§ Problem requirements: Retype each line below without a single alteration.

________________________

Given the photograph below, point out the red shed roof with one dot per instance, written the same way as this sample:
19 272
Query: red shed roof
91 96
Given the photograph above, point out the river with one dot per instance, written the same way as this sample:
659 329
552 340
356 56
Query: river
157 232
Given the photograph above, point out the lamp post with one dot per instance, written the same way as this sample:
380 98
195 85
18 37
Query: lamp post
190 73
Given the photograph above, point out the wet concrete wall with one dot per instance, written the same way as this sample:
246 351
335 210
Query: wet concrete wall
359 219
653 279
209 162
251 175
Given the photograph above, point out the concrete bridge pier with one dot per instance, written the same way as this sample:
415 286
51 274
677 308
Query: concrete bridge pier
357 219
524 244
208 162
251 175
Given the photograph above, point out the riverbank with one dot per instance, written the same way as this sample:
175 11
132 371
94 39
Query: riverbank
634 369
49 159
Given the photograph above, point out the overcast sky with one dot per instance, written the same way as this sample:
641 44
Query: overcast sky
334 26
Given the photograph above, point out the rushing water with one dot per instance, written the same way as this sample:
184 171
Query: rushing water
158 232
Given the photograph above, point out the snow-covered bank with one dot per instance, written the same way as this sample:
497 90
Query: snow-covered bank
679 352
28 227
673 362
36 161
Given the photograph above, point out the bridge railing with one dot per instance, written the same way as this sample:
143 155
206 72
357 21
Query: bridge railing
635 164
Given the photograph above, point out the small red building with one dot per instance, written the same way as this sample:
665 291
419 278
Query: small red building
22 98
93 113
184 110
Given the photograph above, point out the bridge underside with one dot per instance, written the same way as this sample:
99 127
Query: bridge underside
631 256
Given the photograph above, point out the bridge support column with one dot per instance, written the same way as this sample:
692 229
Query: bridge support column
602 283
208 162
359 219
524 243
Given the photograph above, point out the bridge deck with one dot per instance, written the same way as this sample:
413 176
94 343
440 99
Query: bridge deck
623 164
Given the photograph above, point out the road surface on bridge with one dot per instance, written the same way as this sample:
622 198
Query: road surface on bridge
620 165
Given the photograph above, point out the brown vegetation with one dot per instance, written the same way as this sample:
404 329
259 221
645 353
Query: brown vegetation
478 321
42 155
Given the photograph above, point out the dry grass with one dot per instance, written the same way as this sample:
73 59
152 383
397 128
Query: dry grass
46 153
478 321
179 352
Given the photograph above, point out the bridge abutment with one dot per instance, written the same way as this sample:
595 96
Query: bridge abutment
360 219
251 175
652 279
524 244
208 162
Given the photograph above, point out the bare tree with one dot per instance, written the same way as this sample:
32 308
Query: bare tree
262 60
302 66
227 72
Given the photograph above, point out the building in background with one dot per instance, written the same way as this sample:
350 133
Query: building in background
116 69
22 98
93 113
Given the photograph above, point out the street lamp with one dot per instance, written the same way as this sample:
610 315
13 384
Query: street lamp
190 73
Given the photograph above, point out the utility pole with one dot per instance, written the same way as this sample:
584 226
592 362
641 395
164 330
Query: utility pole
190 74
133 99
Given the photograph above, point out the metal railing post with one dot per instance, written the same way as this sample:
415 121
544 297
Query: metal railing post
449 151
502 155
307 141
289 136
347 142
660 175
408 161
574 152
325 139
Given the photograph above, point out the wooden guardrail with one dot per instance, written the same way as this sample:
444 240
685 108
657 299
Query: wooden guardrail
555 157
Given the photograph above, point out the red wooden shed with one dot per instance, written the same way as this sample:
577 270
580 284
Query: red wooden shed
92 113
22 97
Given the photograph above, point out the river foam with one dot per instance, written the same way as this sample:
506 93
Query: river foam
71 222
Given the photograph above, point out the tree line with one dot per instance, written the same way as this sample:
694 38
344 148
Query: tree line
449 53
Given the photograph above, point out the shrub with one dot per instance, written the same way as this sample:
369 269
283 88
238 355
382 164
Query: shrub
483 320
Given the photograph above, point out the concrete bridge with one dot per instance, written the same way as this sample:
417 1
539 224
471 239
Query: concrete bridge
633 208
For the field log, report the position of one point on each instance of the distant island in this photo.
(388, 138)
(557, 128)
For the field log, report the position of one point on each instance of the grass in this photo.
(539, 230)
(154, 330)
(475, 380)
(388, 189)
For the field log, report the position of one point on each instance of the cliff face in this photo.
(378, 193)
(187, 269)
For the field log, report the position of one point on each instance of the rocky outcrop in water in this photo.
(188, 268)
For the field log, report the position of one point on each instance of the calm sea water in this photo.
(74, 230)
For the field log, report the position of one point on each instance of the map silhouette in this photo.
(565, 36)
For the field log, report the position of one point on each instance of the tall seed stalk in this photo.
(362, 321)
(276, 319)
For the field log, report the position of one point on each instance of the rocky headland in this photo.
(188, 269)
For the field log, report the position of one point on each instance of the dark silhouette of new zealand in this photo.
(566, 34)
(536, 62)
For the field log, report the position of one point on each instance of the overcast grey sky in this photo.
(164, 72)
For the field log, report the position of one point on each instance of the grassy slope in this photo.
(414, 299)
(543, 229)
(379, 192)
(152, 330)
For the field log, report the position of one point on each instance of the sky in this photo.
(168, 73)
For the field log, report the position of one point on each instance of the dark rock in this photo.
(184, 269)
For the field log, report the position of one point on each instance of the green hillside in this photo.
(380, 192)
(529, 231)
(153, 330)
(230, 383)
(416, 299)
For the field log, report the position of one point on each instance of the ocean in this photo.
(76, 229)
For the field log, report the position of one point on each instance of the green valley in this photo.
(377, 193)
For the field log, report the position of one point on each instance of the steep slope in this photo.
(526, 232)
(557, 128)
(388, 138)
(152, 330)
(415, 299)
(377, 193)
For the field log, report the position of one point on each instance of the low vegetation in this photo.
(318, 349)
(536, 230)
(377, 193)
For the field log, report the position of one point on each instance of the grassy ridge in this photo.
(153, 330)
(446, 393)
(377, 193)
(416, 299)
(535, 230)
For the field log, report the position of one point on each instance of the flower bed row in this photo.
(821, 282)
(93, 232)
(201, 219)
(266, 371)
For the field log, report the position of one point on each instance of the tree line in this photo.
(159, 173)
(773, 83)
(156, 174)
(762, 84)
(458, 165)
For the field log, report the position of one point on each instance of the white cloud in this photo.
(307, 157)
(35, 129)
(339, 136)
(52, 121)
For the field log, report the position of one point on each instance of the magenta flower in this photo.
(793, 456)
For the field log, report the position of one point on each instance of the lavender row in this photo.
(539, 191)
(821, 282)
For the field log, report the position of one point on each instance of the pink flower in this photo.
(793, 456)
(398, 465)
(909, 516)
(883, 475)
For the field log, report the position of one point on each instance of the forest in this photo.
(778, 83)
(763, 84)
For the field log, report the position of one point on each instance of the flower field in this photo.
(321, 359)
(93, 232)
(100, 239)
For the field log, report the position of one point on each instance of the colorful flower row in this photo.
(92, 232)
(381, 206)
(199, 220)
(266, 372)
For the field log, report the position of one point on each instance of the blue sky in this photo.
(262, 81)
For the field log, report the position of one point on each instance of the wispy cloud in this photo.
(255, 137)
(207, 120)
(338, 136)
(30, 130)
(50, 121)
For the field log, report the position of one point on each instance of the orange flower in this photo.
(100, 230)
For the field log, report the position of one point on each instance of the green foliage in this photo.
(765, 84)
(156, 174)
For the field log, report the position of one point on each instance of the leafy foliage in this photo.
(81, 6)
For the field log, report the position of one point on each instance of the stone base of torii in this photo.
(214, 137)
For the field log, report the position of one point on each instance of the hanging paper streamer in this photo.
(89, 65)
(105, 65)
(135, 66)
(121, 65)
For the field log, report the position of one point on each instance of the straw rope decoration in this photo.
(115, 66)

________________________

§ Problem solution:
Given the photograph below, point out the red shed roof with one dot per instance, written the same way as this sample:
19 272
Query: red shed roof
91 96
Given the photograph above, point out the river with one dot per instance, written the same way as this sample:
659 329
552 340
356 56
Query: river
157 232
Given the photograph above, point out the lamp post with one dot per instance, written the same way as this sample:
380 98
195 85
18 37
Query: lamp post
190 73
Given the photograph above, point out the wet concrete wall with one dot per instance, written the same way as this sample:
246 351
335 210
Query: wet concrete wall
359 219
653 279
209 162
251 175
Given the photograph above, point out the concrete bridge pier with one dot per instance, written the same way as this sample:
415 286
51 274
677 308
Query: concrete bridge pier
357 219
524 244
208 162
251 175
Given the photograph above, point out the riverbank with one dot per instance, written the same way as this sample:
175 11
132 371
94 39
Query: riverbank
634 369
49 159
Given the photograph above, point out the overcast sky with one dot per instance, written the same way as this sample:
641 44
Query: overcast sky
334 26
Given the photograph above, point out the rushing water with one dot per instance, written the same way as this sample:
184 171
Query: rushing water
158 232
Given the photograph above, point out the snow-covered bank with one dot per instance, written the same way as this sample:
497 90
Query: snow-covered bank
679 352
28 227
673 362
36 161
Given the photograph above, point out the bridge railing with one dot per instance, written the same way as this sample:
143 155
206 72
357 21
Query: bridge railing
635 164
Given the photograph above, point out the small red building with one dot per instance, written the same way as this sample:
665 291
419 278
Query: small red building
22 98
93 113
184 110
Given the photograph above, point out the bridge underside with one dot per instance, written the same way as this sample:
99 127
Query: bridge underside
631 256
Given the photograph above, point out the bridge support column with one dot per instance, written the same way as this sample:
692 229
Query: bridge support column
602 283
208 162
359 219
524 243
Given the photograph above, point out the bridge deck with one dot per instance, written the same way as this sample:
413 176
94 343
440 99
Query: bridge deck
623 164
Given the photograph above, point out the road surface on bridge with one dot per instance, written the same way as this sample:
622 198
Query: road surface on bridge
620 165
Given the photograph above, point out the brown vegetation with one dot per instance, written the same way as this sample:
404 329
259 221
645 353
Query: brown vegetation
478 321
42 155
Given the photograph above, point out the dry grass with one dot per instance, written the same way as this sample:
73 59
152 383
397 128
Query: dry grass
46 153
478 321
179 352
Given the photograph above, point out the bridge abutment with one dot per instance, written the same way as this sample:
595 96
Query: bridge abutment
360 219
251 175
652 279
524 244
208 162
Given the photograph above, point out the bare tree with one dot per instance, written the same way as this sample:
32 308
Query: bare tree
262 60
302 66
227 72
Given the photograph above, point out the building in background with one dot per instance, written the same way as this sample:
350 133
Query: building in background
116 69
22 98
93 113
Given the photograph above, point out the street lamp with one dot per instance, written the same way as this sample:
610 315
13 384
Query: street lamp
190 73
Given the photograph above, point out the utility pole with one dot per instance, written the same way as this sample:
584 226
592 362
641 395
164 330
Query: utility pole
190 74
133 99
Given the photograph above, point out the metal railing post with one dot per instance, written the same way as this sample:
415 121
544 297
Query: metal railing post
449 151
502 155
307 141
289 136
347 142
660 175
408 161
574 152
325 139
Given the photograph above, point out the wooden guardrail with one dot per instance, written the same way as this sample:
444 240
685 108
657 299
Query: wooden guardrail
555 157
Given the photograph above, point out the red wooden shed with one dot per instance, written the same way as this sample:
577 270
580 284
Query: red wooden shed
92 113
22 97
Given the photograph above, point out the river foam with one dot per instance, written the same way as this sample:
506 93
Query: river foam
71 222
Given the photograph above, point out the tree line with one dot per instance, written the same way as this sample:
694 38
344 148
Query: tree line
449 53
Given the photograph above, point out the shrub with one dot per instance, written the same way as this sample:
369 269
283 88
238 355
382 164
Query: shrub
483 320
Given the photograph above, point out the concrete bridge with one dot per instance, written the same way as this sample:
417 1
539 224
471 239
Query: concrete bridge
633 208
For the field log, report the position of one point on each instance of the distant island in this photo.
(388, 138)
(557, 128)
For the field log, report the position of one point on each instance of the grass in this photo.
(539, 230)
(154, 330)
(475, 380)
(388, 189)
For the field log, report the position of one point on each instance of the cliff face in this photo.
(378, 193)
(187, 269)
For the field log, report the position of one point on each instance of the rocky outcrop in water in this photo.
(188, 268)
For the field log, report the position of one point on each instance of the calm sea water in this photo.
(74, 230)
For the field log, report the position of one point on each instance of the map silhouette in this photo.
(565, 36)
For the field log, report the position of one point on each instance of the tall seed stalk in this photo.
(362, 321)
(276, 319)
For the field log, report the position of one point on each instance of the rocky headland in this photo.
(188, 269)
For the field log, report the position of one point on each instance of the dark silhouette of new zealand in this photo.
(566, 34)
(536, 62)
For the field log, report the position of one point on each instance of the overcast grey sky in this photo.
(164, 72)
For the field log, report the position of one point on each instance of the grassy slope in this photo.
(414, 299)
(543, 229)
(379, 192)
(152, 330)
For the field log, report the position of one point on each instance of the sky in this photo.
(168, 73)
For the field log, report the position of one point on each instance of the dark rock in this photo.
(184, 269)
For the field log, report the position of one point on each instance of the green hillside in this photo.
(380, 192)
(529, 231)
(153, 330)
(230, 383)
(416, 299)
For the field log, report the position of one point on each instance of the ocean in this photo.
(76, 229)
For the field log, report the position of one point on each instance of the green valley in this photo.
(377, 193)
For the field log, report the position of one point on each instance of the steep slope in this photo.
(526, 232)
(557, 128)
(388, 138)
(152, 330)
(415, 299)
(377, 193)
For the field log, report the position of one point on each instance of the low vegetation in this photo.
(318, 349)
(536, 230)
(377, 193)
For the field log, report the position of one point on each instance of the grassy ridge in this photo.
(153, 330)
(446, 393)
(377, 193)
(416, 299)
(535, 230)
For the field log, report the position of one point on each instance of the flower bed row in this photo.
(821, 282)
(93, 232)
(201, 219)
(266, 371)
For the field log, report the position of one point on each instance of the tree line in this photo.
(159, 173)
(773, 83)
(156, 174)
(762, 84)
(458, 165)
For the field log, report the position of one point on each instance of the white cloud in this photo.
(307, 157)
(35, 129)
(339, 136)
(52, 121)
For the field log, report the position of one point on each instance of the magenta flower in this photo.
(793, 456)
For the field log, report the position of one point on each instance of the lavender row in this photo.
(539, 191)
(821, 282)
For the field log, report the position of one point on each instance of the pink flower in this photo.
(793, 456)
(398, 465)
(909, 516)
(883, 475)
For the field log, report the position of one point on each instance of the forest in this photo.
(778, 83)
(763, 84)
For the field log, report the position of one point on each instance of the flower field in this photo.
(321, 359)
(93, 232)
(100, 239)
For the field log, report the position of one point on each instance of the colorful flower row in this photo.
(92, 232)
(381, 206)
(199, 220)
(266, 372)
For the field log, report the position of one point on each instance of the blue sky in this photo.
(262, 81)
For the field log, report the position of one point on each instance of the wispy cloud in this photo.
(255, 137)
(207, 120)
(338, 136)
(30, 130)
(50, 121)
For the field log, report the position of one point on each instance of the orange flower in this photo.
(100, 230)
For the field log, report the position of one point on each instance of the green foliage in this photo.
(765, 84)
(156, 174)
For the field log, report the position of one point on each instance of the leafy foliage in this photo.
(81, 6)
For the field log, report the position of one point on each instance of the stone base of torii in this photo.
(214, 137)
For the field log, report the position of one point on each instance of the hanging paper streamer in this photo.
(89, 65)
(105, 65)
(135, 66)
(121, 65)
For the field log, report the position of one point on each instance of the straw rope decoration in this photo.
(115, 66)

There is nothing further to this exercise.